**Data for review:**
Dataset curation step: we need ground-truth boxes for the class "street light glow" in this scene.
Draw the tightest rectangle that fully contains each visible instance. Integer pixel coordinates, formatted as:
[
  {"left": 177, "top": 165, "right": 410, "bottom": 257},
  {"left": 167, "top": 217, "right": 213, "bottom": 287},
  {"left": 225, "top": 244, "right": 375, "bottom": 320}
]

**Problem to work on:**
What you return must match the records above exactly.

**Solution for this problem:**
Dataset curation step: we need ground-truth boxes for the class "street light glow" in this scene.
Draw the tightest rectangle that fully contains each visible instance. Integer pixel coordinates, formatted as:
[
  {"left": 177, "top": 165, "right": 410, "bottom": 257},
  {"left": 167, "top": 217, "right": 213, "bottom": 287},
  {"left": 225, "top": 244, "right": 375, "bottom": 320}
]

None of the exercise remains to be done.